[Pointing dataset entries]
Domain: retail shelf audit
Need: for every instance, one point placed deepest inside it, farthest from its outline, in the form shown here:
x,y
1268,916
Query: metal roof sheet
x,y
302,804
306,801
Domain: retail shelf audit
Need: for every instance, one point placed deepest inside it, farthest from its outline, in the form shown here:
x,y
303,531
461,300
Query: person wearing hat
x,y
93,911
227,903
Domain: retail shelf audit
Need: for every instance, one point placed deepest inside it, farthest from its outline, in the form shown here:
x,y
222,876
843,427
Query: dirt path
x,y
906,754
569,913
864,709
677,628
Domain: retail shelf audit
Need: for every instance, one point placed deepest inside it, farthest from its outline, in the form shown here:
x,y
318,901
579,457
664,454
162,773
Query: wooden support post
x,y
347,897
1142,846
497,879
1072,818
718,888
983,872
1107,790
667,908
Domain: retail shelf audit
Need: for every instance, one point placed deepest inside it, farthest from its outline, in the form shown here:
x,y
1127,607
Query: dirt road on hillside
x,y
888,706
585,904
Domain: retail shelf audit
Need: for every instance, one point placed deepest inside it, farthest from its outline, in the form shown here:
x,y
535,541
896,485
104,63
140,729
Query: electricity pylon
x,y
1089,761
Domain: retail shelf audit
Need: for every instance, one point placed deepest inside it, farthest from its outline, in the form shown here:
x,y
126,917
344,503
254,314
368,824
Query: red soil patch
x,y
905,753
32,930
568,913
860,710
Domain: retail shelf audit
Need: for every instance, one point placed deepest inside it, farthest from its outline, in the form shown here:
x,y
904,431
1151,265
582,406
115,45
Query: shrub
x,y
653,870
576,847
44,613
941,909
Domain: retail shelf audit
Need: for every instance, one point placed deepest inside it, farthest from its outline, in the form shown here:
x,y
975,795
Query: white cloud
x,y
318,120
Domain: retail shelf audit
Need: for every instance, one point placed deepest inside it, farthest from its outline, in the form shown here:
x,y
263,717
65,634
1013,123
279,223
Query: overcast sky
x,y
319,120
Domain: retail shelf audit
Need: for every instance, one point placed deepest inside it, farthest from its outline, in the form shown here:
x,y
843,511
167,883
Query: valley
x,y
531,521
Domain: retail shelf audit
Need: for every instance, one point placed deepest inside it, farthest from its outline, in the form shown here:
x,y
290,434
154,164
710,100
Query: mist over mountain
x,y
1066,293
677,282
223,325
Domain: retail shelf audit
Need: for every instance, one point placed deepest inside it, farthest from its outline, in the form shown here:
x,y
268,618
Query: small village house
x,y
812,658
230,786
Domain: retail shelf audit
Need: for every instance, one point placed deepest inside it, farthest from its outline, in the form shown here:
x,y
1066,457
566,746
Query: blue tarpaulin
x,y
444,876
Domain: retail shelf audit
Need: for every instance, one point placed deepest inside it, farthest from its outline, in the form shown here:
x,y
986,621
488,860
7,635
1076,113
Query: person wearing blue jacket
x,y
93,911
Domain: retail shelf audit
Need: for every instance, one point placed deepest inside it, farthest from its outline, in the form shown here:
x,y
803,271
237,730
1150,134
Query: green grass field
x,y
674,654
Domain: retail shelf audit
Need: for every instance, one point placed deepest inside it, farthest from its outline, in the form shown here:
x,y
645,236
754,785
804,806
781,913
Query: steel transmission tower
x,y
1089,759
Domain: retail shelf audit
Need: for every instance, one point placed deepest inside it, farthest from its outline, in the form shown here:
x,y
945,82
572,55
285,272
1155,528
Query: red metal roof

● What the task requires
Which lines of the entries contain the word "blue"? Copy each of them, treating case as significant.

● Worked answer
Query: blue tarpaulin
Query: person wearing blue jacket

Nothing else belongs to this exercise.